_Task objective:_ Count the lines in the records below that contain the string "found", treating uppercase and lowercase letters as distinct. Provide the number alone.

_Material to process:_
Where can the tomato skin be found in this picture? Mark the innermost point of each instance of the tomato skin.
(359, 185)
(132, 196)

---

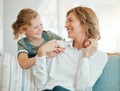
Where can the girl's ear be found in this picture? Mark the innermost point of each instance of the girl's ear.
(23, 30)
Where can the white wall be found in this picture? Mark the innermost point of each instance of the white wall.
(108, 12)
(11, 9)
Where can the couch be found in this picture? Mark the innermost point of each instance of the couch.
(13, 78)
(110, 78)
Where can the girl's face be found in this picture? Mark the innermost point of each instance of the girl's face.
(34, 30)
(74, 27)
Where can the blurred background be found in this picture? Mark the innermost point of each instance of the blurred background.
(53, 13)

==

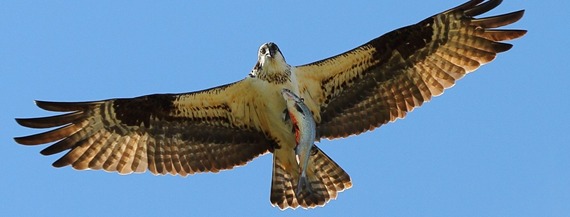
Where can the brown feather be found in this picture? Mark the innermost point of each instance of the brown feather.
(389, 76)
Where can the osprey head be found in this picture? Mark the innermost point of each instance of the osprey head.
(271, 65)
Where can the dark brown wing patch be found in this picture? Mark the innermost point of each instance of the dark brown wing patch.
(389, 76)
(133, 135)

_Task result:_ 9